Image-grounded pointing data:
==*==
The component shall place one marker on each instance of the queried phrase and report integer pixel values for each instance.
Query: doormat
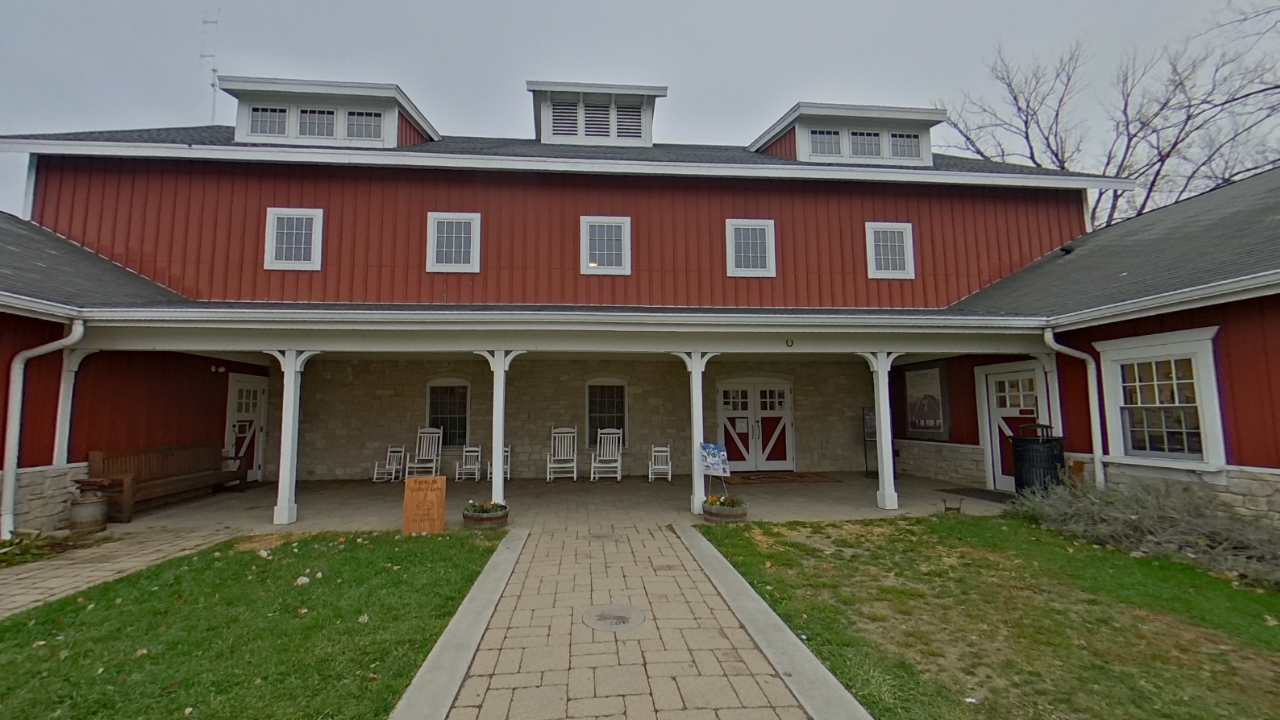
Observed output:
(769, 478)
(977, 493)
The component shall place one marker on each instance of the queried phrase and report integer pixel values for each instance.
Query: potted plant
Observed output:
(484, 515)
(725, 509)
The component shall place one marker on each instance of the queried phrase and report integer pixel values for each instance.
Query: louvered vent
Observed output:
(629, 122)
(565, 118)
(597, 121)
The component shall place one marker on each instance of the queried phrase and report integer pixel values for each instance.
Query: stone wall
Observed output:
(45, 495)
(352, 409)
(951, 463)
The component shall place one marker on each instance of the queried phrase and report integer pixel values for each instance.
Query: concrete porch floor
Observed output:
(362, 505)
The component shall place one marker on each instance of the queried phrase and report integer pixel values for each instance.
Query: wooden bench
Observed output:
(133, 475)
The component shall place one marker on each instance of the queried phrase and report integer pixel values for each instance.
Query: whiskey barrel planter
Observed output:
(720, 514)
(484, 520)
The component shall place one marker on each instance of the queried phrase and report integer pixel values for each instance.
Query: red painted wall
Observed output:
(784, 146)
(407, 133)
(1247, 352)
(199, 228)
(40, 395)
(135, 400)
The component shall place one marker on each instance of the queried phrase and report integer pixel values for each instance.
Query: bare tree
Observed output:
(1185, 119)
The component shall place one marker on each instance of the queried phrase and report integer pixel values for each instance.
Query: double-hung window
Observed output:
(295, 238)
(453, 242)
(890, 251)
(1161, 397)
(750, 249)
(606, 246)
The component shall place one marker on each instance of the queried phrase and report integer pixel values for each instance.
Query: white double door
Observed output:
(755, 425)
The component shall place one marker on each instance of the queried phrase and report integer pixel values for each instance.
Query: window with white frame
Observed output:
(448, 408)
(904, 144)
(364, 124)
(268, 121)
(824, 142)
(864, 144)
(890, 251)
(315, 123)
(453, 242)
(606, 245)
(606, 408)
(1161, 397)
(295, 238)
(750, 249)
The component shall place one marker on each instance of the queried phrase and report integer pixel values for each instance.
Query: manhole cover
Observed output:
(613, 618)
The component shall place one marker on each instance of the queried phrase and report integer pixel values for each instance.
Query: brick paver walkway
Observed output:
(33, 583)
(690, 660)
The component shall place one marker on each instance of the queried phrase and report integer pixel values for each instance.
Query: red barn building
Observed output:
(332, 273)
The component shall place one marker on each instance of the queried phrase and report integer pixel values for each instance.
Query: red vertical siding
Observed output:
(40, 395)
(407, 133)
(1247, 354)
(785, 146)
(199, 227)
(135, 400)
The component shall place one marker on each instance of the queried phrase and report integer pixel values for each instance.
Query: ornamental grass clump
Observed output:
(1174, 520)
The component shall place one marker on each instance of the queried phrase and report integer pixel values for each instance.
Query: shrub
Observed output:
(1174, 520)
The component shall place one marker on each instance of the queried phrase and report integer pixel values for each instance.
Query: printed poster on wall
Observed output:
(924, 401)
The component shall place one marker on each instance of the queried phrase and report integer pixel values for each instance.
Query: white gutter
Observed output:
(1091, 367)
(13, 420)
(442, 160)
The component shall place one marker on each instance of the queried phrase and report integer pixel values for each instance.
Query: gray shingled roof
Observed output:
(524, 147)
(40, 264)
(1229, 233)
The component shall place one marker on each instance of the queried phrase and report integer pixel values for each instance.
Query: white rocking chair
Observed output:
(426, 455)
(562, 460)
(506, 465)
(469, 466)
(393, 468)
(659, 463)
(607, 459)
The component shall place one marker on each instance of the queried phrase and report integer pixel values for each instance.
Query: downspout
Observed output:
(13, 420)
(1091, 368)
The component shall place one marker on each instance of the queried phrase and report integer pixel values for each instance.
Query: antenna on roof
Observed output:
(213, 60)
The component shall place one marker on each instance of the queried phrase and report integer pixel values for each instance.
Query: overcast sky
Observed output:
(732, 67)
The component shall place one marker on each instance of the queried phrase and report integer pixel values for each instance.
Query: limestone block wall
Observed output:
(952, 463)
(45, 495)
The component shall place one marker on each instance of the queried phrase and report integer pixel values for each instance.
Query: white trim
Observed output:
(432, 264)
(771, 268)
(316, 260)
(909, 241)
(613, 381)
(393, 158)
(584, 236)
(1197, 345)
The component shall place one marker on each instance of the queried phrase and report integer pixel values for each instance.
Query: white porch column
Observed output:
(695, 363)
(499, 361)
(72, 358)
(292, 363)
(881, 361)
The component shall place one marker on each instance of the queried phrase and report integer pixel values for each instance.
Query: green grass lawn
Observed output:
(963, 616)
(229, 633)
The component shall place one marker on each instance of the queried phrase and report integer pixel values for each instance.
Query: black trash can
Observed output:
(1037, 459)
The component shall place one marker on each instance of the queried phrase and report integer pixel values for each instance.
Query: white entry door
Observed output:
(1014, 401)
(755, 425)
(246, 420)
==*==
◆ EXERCISE ◆
Check the entries above line by line and return each one containing the word "double".

◆ OUTPUT FOR THIS EXERCISE ◆
Query: double-hung window
Query: white double door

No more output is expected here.